- STATED GOAL -
Count the lines in the records below that contain the string "foot". Give only the number.

- Detection examples -
_ _ _

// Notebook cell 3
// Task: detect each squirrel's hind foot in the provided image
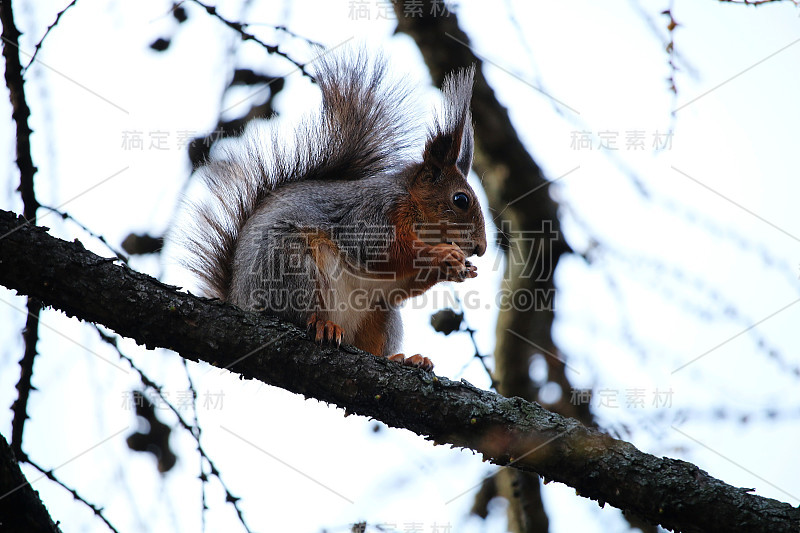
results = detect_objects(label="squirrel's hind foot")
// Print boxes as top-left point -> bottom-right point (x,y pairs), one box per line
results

_ _ _

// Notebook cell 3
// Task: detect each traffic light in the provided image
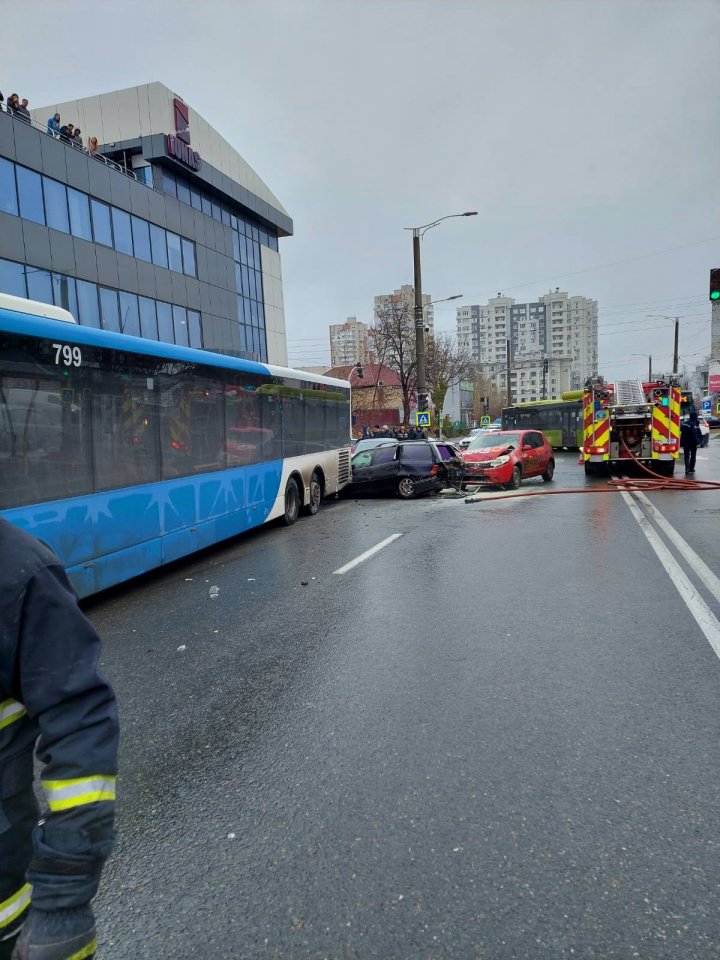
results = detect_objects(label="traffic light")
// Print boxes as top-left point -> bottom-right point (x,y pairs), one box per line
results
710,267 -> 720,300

_ _ _

- RIGHT ANSWER -
2